BEGIN

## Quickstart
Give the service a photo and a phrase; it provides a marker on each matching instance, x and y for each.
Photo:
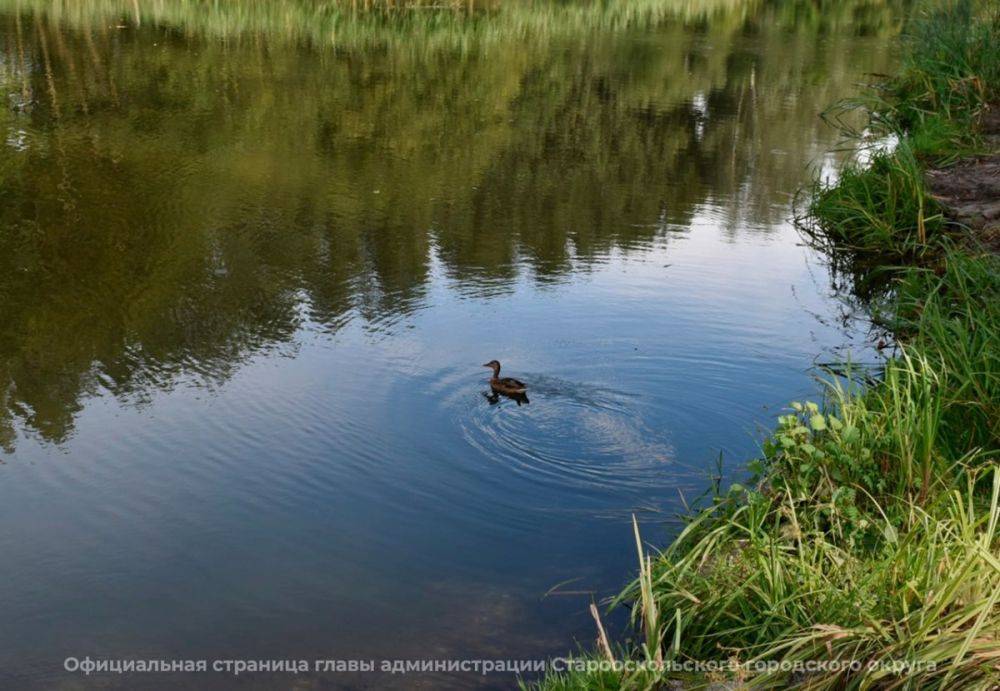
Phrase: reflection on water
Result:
(251, 259)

END

| Task to complete |
Reproduce every line of the records above verbatim, omitting the pictures.

| Problem solution |
## Quickstart
Give the service a photo and a phrase; it provides a marker on each matching instance, x and y for each.
Photo:
Phrase: reflection on water
Result:
(251, 259)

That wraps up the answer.